Document:
--- start ---
During roughly the same period, Maryland also issued a Chesapeake Bay Sport Fishing License for boat owners. The owner of a boat not used for hire could purchase one license covering all guests on board for $25.00. Initially (through at least 1988), the license consisted of two parts. The first was a pair of stickers to be removed from a peelable backing and placed on the right and left sides of the vessel and the second was a separate non pictorial stamp required to be affixed to the sportsman's paper fishing license.
It is believed that Sylvia Tompkins was the first fish and game collector to discover these unusual stamps, in 1986. Sylvia worked at the Pentagon and was especially interested in the stamps from neighboring Maryland. After informing E. L. Vanderford of their existence, he asked if she was willing to trade him one of the vessel stickers the next year. She did so in 1987 and 1988, after which time she was not allowed to purchase the stickers or the stamps as a collector. Each of these years she kept the license stamp for her own collection.
--- end ---
Objective:
Pick up the text on Maryland's Chesapeake Bay fishing license stamps after its last sentence and keep writing it. The listing that follows has no connection to the text above.

Raw data:
--- start ---
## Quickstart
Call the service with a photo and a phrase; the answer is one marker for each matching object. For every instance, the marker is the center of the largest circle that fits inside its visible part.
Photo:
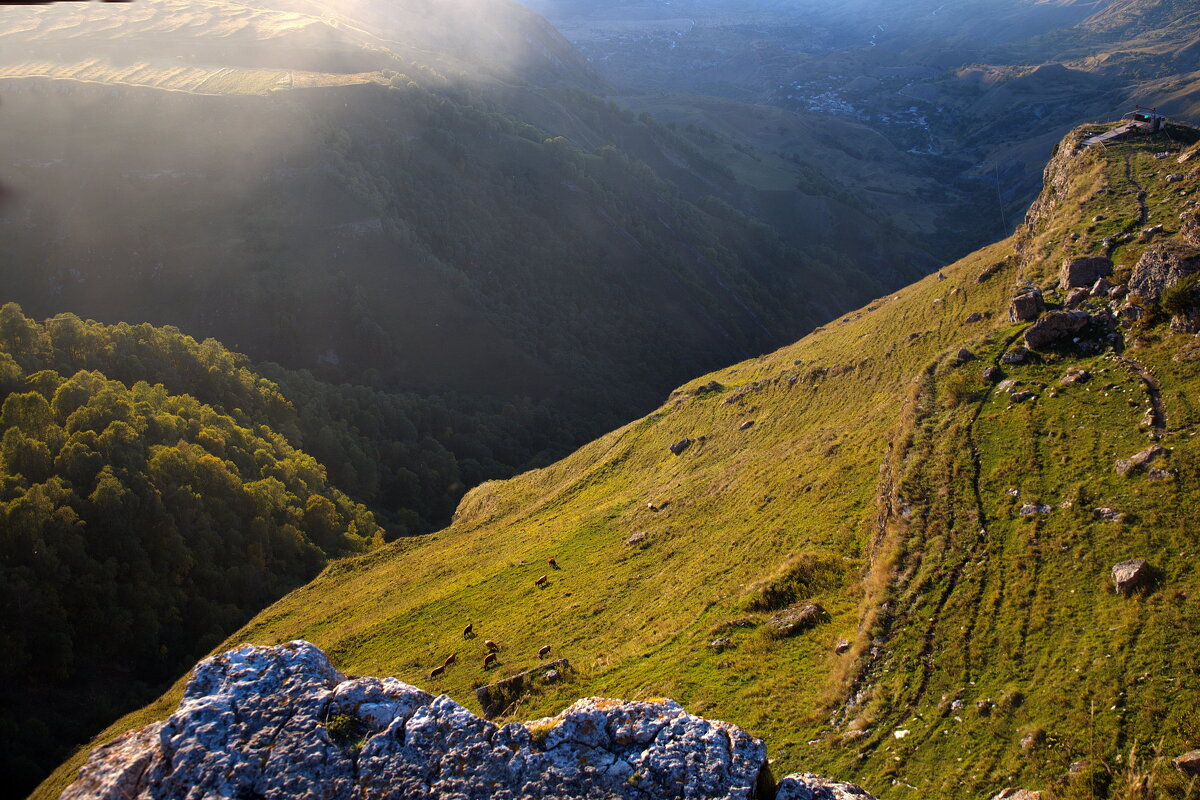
--- end ---
Written response:
After visiting Sylvia in 1990, I learned of the the Maryland Pleasure Boat Stamps and subsequently was able to obtain examples in future years from a friendly contact in the Department of Natural Resources License Section. By this time the format had changed, with both the self-adhesive license stamp and the stickers being issued se-tenant on the same piece of backing paper. After 1996, the Chesapeake Bay Pleasure Boat License, along with the stickers and stamps, was discontinued.
Massachusetts Archery Stamps
Massachusetts first required sportsmen hunting deer with a bow and arrow to purchase an Archery Deer Hunting stamp in 1960. The stamps were issued in an unusual booklet pane format, consisting of two across and six down. Two panes were stapled between covers to form a booklet.
Although the state kept unused remainders on sale to collectors for many years, these stamps were quite popular and by the time I first contacted them in 1980 – the 1962 and 1966 issues had already sold out. While visiting the Department in the late 1980s, I was introduced to former staff artist Dan Breen. Breen had been allowed to sell his original artwork and still had a few pieces available.
For 1968, Breen's original art traces the development of the stamp design. First, the figure of a Native American inside a shield was featured in the center of the design, with a bow and arrows in the background. Then he was asked to keep the Native American motif, but to add an image of a deer.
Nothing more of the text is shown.